Bauhaus.MobilityLab provides a holistic offering for creating innovative smart city solutions. The living lab is supported by an IT platform. It allows lab customers to develop, operate and evaluate smart city applications. The goal is to provide an easy usable offering for realizing and testing new ideas. An example of such a smart city offering is the optimization of energy usage. This can be one component on the way to a smart city or a smart district.

3.1. IT Support for the Living Lab

The Bauhaus.MobilityLab platform is a flexible platform for the implementation and evaluation of novel IT services. Next to the technical infrastructure, which is described in the following sections, tools will be provided to support lab customers even more and to lower the initial learning curve.

To support this, the IT platform needs to meet the following basic requirements.

(1)

Support for lab customers to design, create, implement, host and evaluate innovative smart city services.

(2)

Provide access to data sources that are relevant for the region of the living lab, especially covering the three domains of the project (energy, mobility, logistics). Since it is not possible to store all data sets inside the platform (e.g. due to legal reasons), data access to external platforms should be supported, too.

(3)

Protected data sources. Not all data sets can be distributed freely inside the platform. Usage policies must be defined and enforced. Only with this capability, infrastructure operators like the municipal utilities can be gained to participate in Bauhaus.MobilityLab.

(4)

Integration of external systems. As it will be shown in the example of the optimization of energy usage, smart city services consist of the interaction between various systems. Therefore, the platform should support the integration of external systems.

(5)

Integration of AI algorithms. Innovative, data-driven applications benefit from advances in the field of artificial intelligence. To support this, the platform should allow the easy integration of AI algorithms into the services.

(6)

Isolation of different lab customers, infrastructure providers and other users of the platform, by default. Data exchange (for example lab customers accessing data sources provided by an infrastructure provider) is only possible through defined gateways. Those handover points are responsible to apply the stated usage policies.

Tasks
1) Which three domains of the project does the Bauhaus.MobilityLab text name?
2) Decide whether each statement agrees with the Bauhaus.MobilityLab text: (a) The platform stores all data sets internally. (b) Data exchange between lab customers and infrastructure providers happens only through defined gateways. (c) Optimization of energy usage is given as an example of a smart city offering.
3) Carry the Bauhaus.MobilityLab text forward from its last sentence.
The lines after this are separate material, unrelated to the Bauhaus.MobilityLab text.

Source material

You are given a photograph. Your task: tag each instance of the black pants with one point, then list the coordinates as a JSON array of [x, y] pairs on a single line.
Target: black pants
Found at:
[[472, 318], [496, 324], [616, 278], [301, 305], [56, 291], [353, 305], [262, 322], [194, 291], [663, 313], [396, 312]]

Outputs for the tasks
1) Energy, mobility and logistics.

2)
(a) No: "Since it is not possible to store all data sets inside the platform (e.g. due to legal reasons), data access to external platforms should be supported, too."
(b) Yes: "Data exchange (for example lab customers accessing data sources provided by an infrastructure provider) is only possible through defined gateways."
(c) Yes: "An example of such a smart city offering is the optimization of energy usage."

3)
3.2. Bauhaus.MobilityLab Platform

The IT platform for the Bauhaus.MobilityLab is realized as a cloud platform. The basic architecture is based on the Reference Architecture Model Open Urban Platform [7]. From a high-level point of view, the platform follows a layered architecture, as shown in Figure 1. Infrastructure providers are integrated through a data- and service-integration layer. This layer abstracts different programming interfaces (APIs) and data formats. This allows the data persistence layer to store the data in a unified data model. More details can be found in Section 3.3. The main focus is on time-series data, but other georeferenced data is considered, too. This contains information on the region of the living lab, local event information, weather data etc. Incoming data, often called raw data, needs to be prepossessed and analyzed, to be usable by the lab customer. This is indicated by the (AI)-Services layer. Additional tools are provided for lab customers to simplify the creation and evaluation of smart city services. The actual services offered to lab users or the public are indicated as lab services. They can access and reuse data and services from the layers below.

The presented layered architecture is the logical view of the platform. The technical implementation is realized through dedicated microservices. This allows a flexible combination of the available components. For example, smart data created by AI services can be stored in the data persistence layer, too. In addition, it allows realizing multi-tenancy (separated areas for each lab customer and infrastructure operator). The platform is structured into two areas: commonly used space, which provides data and services and can be used by all lab customers. This space is owned and maintained by the lab operator. The second area includes several spaces, each owned by one lab customer or infrastructure operator. Inside them, all components needed to provide the smart city service can be deployed. In addition, customer-specific external systems can be connected (like the smart home systems in the energy use case). This separation allows operating and evaluating multiple services of different lab customers in parallel. Although those spaces are isolated, data exchange is realized through connector gateways. The Dataspace Connector [8] from the International Data Spaces [9] is used for this. First, this allows to formally describe the metadata of the data sources. Second, usage policies can be attached, which are controlled by the Dataspace Connector.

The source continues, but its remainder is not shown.